--- Task goal ---
Which lines in the entries below contain the string "wearing", with case taken into account? Copy every such line.

--- Rows of box annotation data ---
"""
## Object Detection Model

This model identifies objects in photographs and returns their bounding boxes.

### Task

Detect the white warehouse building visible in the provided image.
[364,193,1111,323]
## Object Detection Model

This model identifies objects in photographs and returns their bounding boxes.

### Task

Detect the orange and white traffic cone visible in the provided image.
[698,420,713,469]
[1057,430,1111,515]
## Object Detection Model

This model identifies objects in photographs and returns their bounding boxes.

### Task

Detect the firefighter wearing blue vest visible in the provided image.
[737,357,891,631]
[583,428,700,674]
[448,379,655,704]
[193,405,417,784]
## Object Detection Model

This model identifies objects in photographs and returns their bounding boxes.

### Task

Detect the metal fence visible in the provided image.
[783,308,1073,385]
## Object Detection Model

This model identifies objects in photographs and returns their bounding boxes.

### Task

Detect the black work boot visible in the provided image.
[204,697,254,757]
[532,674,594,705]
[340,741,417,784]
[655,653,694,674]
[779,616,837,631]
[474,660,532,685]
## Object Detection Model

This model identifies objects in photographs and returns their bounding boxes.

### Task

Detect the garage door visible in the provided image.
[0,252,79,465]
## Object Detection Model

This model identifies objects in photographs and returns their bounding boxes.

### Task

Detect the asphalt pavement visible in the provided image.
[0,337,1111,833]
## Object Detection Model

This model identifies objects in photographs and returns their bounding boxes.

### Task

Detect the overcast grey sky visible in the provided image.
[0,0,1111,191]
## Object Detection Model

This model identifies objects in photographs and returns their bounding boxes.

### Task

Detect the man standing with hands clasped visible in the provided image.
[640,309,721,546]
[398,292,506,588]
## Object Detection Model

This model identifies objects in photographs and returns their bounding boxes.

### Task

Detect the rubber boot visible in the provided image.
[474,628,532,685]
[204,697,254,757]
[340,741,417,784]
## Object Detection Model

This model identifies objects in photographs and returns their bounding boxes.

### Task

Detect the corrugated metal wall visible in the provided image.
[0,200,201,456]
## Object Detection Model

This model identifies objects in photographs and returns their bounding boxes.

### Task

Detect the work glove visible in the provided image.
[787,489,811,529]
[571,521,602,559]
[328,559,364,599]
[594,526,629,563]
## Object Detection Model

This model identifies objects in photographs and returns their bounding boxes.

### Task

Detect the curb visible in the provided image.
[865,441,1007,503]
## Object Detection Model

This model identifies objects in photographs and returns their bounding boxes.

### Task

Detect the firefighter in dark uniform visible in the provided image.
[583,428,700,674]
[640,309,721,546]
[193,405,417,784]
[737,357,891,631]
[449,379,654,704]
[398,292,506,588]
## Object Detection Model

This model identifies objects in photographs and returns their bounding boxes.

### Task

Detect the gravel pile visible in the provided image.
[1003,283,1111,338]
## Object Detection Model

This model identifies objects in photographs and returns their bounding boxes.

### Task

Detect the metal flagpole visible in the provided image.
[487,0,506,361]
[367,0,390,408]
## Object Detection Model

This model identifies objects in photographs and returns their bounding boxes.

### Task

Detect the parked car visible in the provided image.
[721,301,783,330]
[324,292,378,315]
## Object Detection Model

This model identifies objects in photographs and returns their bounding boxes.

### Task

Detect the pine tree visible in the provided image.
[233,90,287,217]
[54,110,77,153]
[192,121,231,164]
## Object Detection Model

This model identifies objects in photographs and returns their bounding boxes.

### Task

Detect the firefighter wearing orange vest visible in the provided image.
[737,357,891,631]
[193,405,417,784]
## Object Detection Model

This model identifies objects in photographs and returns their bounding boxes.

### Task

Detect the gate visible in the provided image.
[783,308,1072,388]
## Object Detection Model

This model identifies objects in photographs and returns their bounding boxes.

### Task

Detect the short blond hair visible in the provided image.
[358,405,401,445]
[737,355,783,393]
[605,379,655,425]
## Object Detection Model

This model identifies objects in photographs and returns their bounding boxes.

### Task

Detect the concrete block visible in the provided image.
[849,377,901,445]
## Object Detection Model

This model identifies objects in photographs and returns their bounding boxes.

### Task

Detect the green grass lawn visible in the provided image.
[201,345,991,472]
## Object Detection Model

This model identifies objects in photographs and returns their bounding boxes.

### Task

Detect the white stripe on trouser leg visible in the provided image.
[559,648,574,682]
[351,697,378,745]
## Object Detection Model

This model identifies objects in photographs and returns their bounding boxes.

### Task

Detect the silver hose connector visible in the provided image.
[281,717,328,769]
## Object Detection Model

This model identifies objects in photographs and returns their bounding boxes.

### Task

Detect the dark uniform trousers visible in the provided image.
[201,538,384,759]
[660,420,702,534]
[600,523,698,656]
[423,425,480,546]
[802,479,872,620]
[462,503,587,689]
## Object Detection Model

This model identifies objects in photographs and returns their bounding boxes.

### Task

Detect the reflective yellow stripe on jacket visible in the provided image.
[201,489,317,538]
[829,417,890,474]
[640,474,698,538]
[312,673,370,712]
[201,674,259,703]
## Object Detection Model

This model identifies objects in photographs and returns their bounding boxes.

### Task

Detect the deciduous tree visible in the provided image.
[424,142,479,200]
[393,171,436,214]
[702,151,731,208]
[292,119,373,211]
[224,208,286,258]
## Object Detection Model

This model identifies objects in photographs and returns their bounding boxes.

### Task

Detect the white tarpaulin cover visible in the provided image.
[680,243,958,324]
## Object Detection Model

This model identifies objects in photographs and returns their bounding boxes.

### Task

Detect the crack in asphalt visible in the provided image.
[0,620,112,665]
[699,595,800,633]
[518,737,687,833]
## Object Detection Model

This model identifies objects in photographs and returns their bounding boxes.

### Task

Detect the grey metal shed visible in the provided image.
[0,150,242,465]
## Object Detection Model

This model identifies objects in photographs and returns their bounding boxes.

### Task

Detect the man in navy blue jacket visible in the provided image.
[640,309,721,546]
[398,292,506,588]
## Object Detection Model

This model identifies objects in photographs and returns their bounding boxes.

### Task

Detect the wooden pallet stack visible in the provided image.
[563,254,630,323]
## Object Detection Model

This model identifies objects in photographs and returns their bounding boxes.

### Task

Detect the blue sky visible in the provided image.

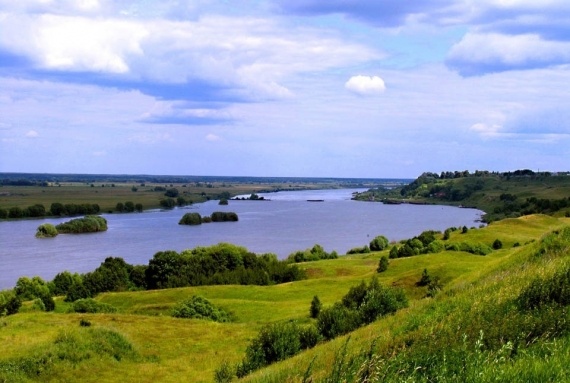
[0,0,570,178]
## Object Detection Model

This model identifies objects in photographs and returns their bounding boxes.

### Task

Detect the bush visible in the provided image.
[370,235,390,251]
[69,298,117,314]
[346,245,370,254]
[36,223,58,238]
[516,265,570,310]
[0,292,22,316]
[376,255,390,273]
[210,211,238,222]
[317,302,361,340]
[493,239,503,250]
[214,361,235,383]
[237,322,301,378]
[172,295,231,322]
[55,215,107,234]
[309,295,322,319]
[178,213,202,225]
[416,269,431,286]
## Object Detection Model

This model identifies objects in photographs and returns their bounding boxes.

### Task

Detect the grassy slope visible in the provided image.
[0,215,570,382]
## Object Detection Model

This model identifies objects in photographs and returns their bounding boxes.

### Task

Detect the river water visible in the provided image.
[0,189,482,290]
"""
"""
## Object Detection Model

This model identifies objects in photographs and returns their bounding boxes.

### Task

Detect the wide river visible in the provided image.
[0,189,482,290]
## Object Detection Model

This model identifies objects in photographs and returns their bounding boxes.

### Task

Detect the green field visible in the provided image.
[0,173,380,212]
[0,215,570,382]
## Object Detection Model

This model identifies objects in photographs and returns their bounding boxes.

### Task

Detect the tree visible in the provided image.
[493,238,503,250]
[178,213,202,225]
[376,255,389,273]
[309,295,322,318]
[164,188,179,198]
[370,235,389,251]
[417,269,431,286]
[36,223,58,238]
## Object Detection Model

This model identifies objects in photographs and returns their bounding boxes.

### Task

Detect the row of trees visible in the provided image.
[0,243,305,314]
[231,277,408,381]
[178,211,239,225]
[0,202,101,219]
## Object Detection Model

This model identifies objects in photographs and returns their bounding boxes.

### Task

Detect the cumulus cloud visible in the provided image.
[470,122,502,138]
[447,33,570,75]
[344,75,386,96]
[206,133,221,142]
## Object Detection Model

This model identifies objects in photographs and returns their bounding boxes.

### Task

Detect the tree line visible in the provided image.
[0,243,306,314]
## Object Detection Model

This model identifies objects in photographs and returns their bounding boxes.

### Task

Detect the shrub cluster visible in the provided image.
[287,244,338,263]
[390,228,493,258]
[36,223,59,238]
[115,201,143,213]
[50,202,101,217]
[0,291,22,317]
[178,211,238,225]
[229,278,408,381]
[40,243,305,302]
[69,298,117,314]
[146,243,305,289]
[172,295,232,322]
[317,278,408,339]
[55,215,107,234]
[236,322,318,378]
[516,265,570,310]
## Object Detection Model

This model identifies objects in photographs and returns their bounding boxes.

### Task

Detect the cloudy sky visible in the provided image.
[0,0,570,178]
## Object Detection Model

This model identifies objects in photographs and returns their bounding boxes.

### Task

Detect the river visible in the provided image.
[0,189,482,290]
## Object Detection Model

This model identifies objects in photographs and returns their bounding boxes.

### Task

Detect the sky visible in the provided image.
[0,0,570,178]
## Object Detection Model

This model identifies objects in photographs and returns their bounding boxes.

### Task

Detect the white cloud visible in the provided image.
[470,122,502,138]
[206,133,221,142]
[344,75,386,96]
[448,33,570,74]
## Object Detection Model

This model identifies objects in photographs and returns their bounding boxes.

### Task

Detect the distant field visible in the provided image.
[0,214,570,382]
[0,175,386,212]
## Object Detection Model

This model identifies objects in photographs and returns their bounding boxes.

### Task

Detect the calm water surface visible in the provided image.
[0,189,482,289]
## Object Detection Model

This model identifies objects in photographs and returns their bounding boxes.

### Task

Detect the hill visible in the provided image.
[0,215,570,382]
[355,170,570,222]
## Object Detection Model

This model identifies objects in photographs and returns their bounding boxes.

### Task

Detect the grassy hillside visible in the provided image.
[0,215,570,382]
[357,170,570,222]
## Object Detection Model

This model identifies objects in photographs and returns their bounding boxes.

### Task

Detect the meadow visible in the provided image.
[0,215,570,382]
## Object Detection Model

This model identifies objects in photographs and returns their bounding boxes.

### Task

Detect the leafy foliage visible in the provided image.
"""
--- Solution for this exercise ---
Detect the firefighter wearing blue vest visible in the provided image.
Detect the firefighter wearing orange vest visible in the provided image.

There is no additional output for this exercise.